> [Your task]:
Arrange the lines below as a two-column CSV with the headers "text" and "answer", giving one row per line together with its answer. Put each value in a single quoted field, and replace any line breaks with spaces.

Saved dataset items
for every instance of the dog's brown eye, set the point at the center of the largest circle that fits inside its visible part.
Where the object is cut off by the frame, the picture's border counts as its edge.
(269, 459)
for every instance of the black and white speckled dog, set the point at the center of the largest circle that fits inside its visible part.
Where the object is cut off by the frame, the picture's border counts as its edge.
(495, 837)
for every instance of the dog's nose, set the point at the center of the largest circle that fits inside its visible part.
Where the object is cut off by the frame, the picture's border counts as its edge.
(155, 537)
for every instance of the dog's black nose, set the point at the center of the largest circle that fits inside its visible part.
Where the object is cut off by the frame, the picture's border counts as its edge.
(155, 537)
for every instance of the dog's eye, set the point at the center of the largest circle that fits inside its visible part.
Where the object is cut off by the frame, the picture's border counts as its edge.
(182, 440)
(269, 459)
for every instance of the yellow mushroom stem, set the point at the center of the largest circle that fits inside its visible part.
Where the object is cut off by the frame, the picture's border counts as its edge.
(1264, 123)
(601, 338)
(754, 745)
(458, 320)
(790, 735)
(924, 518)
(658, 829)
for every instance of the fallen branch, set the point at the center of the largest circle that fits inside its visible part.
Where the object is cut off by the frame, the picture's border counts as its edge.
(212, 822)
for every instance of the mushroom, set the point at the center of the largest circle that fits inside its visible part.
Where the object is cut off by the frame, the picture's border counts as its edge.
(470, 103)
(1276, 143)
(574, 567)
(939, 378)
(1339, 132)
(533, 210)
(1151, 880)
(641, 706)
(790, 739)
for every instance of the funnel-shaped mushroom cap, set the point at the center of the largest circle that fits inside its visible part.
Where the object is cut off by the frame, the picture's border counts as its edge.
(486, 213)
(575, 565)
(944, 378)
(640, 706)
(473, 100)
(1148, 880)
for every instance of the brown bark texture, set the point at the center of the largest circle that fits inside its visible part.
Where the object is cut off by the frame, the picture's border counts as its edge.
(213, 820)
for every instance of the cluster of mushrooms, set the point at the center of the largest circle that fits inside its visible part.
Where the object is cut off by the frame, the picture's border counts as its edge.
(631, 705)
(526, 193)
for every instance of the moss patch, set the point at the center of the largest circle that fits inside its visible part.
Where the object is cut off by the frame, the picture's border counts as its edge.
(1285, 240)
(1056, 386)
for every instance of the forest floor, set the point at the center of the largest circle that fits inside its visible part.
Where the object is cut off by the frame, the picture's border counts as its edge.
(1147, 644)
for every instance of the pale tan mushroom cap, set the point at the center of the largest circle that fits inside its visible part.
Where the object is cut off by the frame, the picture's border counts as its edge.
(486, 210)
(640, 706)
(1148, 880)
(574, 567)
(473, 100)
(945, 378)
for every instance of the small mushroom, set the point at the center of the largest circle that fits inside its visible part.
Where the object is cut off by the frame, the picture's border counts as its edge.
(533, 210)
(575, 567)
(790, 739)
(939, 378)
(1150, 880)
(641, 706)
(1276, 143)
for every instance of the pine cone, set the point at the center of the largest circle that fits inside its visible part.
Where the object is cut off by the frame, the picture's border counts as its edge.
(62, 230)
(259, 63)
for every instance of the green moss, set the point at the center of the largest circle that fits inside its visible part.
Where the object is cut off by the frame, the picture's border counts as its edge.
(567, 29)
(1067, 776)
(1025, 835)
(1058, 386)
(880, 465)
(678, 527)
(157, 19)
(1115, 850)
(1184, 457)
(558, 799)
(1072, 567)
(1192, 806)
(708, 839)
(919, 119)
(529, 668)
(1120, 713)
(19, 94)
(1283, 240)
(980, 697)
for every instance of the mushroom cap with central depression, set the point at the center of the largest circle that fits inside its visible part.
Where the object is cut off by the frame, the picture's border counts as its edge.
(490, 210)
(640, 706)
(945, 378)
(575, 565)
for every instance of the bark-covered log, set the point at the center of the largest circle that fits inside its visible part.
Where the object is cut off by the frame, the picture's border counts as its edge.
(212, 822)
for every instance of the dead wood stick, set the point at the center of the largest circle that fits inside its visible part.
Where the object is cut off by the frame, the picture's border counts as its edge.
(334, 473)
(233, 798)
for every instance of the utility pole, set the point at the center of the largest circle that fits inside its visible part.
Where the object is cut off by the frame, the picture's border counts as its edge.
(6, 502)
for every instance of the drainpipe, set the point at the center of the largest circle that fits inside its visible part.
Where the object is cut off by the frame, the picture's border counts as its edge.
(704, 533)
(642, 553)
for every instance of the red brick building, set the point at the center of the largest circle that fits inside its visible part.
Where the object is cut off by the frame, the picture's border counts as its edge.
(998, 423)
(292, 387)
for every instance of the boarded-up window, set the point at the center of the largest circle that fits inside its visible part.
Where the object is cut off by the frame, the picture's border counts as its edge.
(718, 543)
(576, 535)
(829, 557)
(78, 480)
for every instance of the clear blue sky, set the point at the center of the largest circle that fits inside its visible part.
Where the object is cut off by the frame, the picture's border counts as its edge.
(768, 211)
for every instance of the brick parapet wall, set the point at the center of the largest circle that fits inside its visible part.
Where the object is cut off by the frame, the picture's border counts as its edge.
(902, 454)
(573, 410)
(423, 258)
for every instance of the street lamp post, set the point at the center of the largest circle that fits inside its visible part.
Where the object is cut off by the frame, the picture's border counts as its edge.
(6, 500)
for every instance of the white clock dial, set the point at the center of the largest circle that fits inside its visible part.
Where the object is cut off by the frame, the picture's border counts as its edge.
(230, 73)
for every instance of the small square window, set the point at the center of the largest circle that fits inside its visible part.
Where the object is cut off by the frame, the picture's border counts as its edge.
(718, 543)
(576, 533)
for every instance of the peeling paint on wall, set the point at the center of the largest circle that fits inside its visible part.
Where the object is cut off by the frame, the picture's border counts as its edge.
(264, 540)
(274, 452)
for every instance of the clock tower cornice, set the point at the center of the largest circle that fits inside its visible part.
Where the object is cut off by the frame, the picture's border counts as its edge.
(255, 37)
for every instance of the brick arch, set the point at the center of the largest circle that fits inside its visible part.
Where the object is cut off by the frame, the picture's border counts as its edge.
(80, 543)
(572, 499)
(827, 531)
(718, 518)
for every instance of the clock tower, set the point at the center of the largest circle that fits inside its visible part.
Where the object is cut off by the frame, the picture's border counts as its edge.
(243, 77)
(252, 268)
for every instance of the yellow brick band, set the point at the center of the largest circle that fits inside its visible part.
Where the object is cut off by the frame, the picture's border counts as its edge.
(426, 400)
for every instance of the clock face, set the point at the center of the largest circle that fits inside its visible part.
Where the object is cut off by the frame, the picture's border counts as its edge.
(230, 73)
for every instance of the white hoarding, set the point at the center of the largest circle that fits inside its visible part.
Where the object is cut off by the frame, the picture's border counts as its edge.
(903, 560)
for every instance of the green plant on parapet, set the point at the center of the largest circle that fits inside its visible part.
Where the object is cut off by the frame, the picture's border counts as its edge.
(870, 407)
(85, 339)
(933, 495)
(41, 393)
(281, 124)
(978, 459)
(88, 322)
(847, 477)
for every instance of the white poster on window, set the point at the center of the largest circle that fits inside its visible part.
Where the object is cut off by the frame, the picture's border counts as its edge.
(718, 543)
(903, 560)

> [Exercise result]:
text,answer
"for every instance of the dog's brown eye, set the point at the center of the largest circle that fits inside its visible part. Where the object is cut off by the frame, the picture's border counts as its edge.","(269, 459)"
"for every instance of the black and white speckled dog, set the point at the center of the largest circle that fits inside its visible part. Where the object is cut off by the frame, the picture's border counts as its edge.","(495, 837)"
"for every instance of the dog's nose, set the point at the center of the largest circle that fits inside its visible part. Where the object is cut off by the frame, the picture's border counts as its edge.","(155, 537)"
"for every instance of the dog's black nose, set the point at the center of the largest circle that fits inside its visible part. Where the object is cut off by the frame, the picture's border counts as its edge.","(155, 537)"
"for every instance of the dog's eye, set the point at the center of the largest circle that fits inside its visible part. Where the object is cut off by the frame, the picture's border counts as its edge.","(182, 440) (269, 459)"
"for every instance of the yellow mushroom stem, set the point at the center of the largest circle that fits inside its visible part. Where the object is cut off by the frame, the picture's border counts as its edge.","(1264, 123) (601, 338) (754, 745) (458, 320) (790, 735) (924, 518) (658, 829)"
"for every instance of the fallen branch, set the point at the center of the largest circle that fits inside its visible part. Where the object is cut off by the frame, the picture's border counts as its edge.","(212, 822)"
"for every instance of the mushroom, set the point at the center of the largest circle that fits inside its visible part. Where the object is cut off by the frame, the picture's border counts as its edge.","(470, 103) (1276, 143) (574, 567) (939, 378) (1339, 132) (533, 210) (1151, 880) (641, 706) (790, 739)"
"for every instance of the funnel-shaped mushroom cap, set the point at the center of the largest circle that fits inside its visible part. Where the object is cut off by the frame, the picture's border counts as its edge.","(486, 213) (575, 565) (944, 378) (640, 706) (473, 100) (1148, 880)"
"for every instance of the brown bark texture, set the point at the center of the largest circle that fits inside its visible part. Where the object is cut off by the frame, the picture's border counts as its edge.","(213, 820)"
"for every instance of the cluster of mushrooms, set the point at the center of the largest circle that fits inside its visible part. Where the object is cut off by the frame, the picture's border counts as its edge.","(631, 705) (526, 193)"
"for every instance of the moss patch, set the point at the center of the largest circle that fits inside its visible part. Where the object is cut off by the frame, the picture's border counts as its edge.","(1285, 240) (1056, 386)"
"for every instance of the forest floor, set the point at the center of the largest circle that fits inside its visible part. Where the object is cut off by the frame, the picture's border counts as its edge.","(1147, 644)"
"for every instance of the pale tan mushroom cap, set the point at the center of the largest circle that fits inside its visible part. Where the object is cut off by the frame, the picture's border counts as its edge.","(486, 210) (640, 706) (1148, 880) (574, 567) (473, 100) (945, 378)"
"for every instance of the small mushroom, set the point at the center of the largest circle that fits inside its visible part. Where the object is cut off by the frame, the picture's border counts as its edge.","(533, 210) (575, 567) (790, 739) (939, 378) (1150, 880) (641, 706) (1276, 143)"
"for every instance of the pine cone, set the point at the center of the largest circle that fits inside its visible part. Where the object is cut off by the frame, the picture's border counts as its edge.","(62, 230) (259, 63)"
"for every instance of the green moss, set the point at the center of the largest circle that fits inside its visible part. Where the object is cut off by the frame, the picture's border counts as its edge.","(567, 29) (1067, 776) (1025, 835) (1058, 386) (880, 465) (678, 527) (157, 19) (1115, 850) (1184, 457) (558, 799) (1072, 567) (1192, 806) (708, 839) (919, 119) (529, 668) (1120, 713) (19, 94) (1283, 240) (980, 697)"
"for every instance of the mushroom cap with central depression, set the point at the center of the largest circle that fits inside its visible part. Where the object is cut off by the frame, the picture's border counts as its edge.","(490, 210) (640, 706) (945, 378) (575, 565)"
"for every instance of the bark-covered log, set the point at the center of the largest circle that fits inside its visible part. Where the object is cut off by the frame, the picture's border counts as its edge.","(212, 822)"
"for every instance of the dead wood stick, set the point at the center of the largest circle that fits inside its visible part. Where the object is cut off by the frame, the picture's border counts as its edge.","(334, 473) (233, 798)"
"for every instance of the utility pole, set the point at the center of the largest circle that fits inside its visible part. Where the object is cut off by the frame, the picture's border counts as its edge.","(6, 502)"
"for every instance of the drainpipe, set the point at the center of the largest circle that fits inside its visible part. Where the object is cut off by the frame, the picture's border counts as its edge.","(704, 533) (642, 553)"
"for every instance of the red brick building, set the point at the center of the largest circle that fits inside its visible part. Where the object is cut off by the frame, the picture's border counts as its edge.","(998, 423) (292, 387)"
"for every instance of the boarded-up window, set the point at the center of the largest circle that fits inside its visible part. Where the object is cut off by the frame, the picture's border counts as its edge.","(718, 543) (576, 535) (829, 557) (78, 480)"
"for every instance of the clear blue sky, set the point at the center of the largest circle that fits inside its visible part. Where the object is cut off by the frame, the picture's border counts as its edge.","(768, 211)"
"for every instance of the brick parapet wall, set the point at the center of the largest circle that fits inside its visible part. Where the object is cut off by the frame, the picture's border counts as its edge.","(902, 454) (573, 410) (423, 258)"
"for every instance of the street lamp post, set the point at the center of the largest circle that fits inside its visible part. Where the object is cut off by the frame, the picture's border counts as its edge.","(6, 500)"
"for every instance of the white clock dial, set the point at the center of the largest circle that fits inside its visible part. Where the object is cut off by the frame, the picture's border counts as its edge.","(230, 73)"
"for every instance of the small square window, set the point at the center of the largest circle that fits inside its visible part. Where the object is cut off by the frame, the picture's border counts as its edge.","(718, 543) (576, 533)"
"for every instance of the peeling paint on wall, set the point at the center of the largest circle that fits inside its visible part. Where the object is cut off by the frame, the picture's border counts as its edge.","(264, 540) (274, 452)"
"for every instance of the clock tower cornice, set the point at the center of the largest circle that fits inside its visible part. Where the object is cut off by the frame, the picture's border counts as its edge.","(255, 37)"
"for every instance of the brick arch, set the point at the center of the largest circle that fits inside its visible part. Where the object is cut off by the frame, the picture's border counts as its edge.","(80, 543) (572, 499) (827, 531) (718, 518)"
"for every instance of the clock tower, set the point at the center of the largest circle that fits inside its visible part. Where the object is cut off by the frame, the picture's border counts as its edge.","(243, 77) (252, 268)"
"for every instance of the yellow brick band, set the point at the center of the largest circle that fits inside its visible part. Where the object is cut off by the frame, the picture's border counts as its edge.","(426, 400)"
"for every instance of the clock face, set the point at the center of the largest circle that fits inside its visible part. Where the object is cut off by the frame, the picture's border counts as its edge.","(230, 73)"
"for every instance of the white hoarding, set the point at the center of the largest circle that fits inside its visible part. Where the object is cut off by the frame, the picture's border counts as its edge.","(903, 560)"
"for every instance of the green plant on parapet, set the point at the center of the largest circle that fits inside its visible part. Where the object is cut off by the frame, the picture's border counts as its edge.","(870, 407) (85, 339) (933, 495) (41, 393) (281, 124) (978, 459) (88, 322) (847, 477)"
"for every instance of the white poster on window, set the point at the center of the largest circle that fits inside its visible part. Where the object is cut off by the frame, the picture's border counts as its edge.","(718, 543) (903, 560)"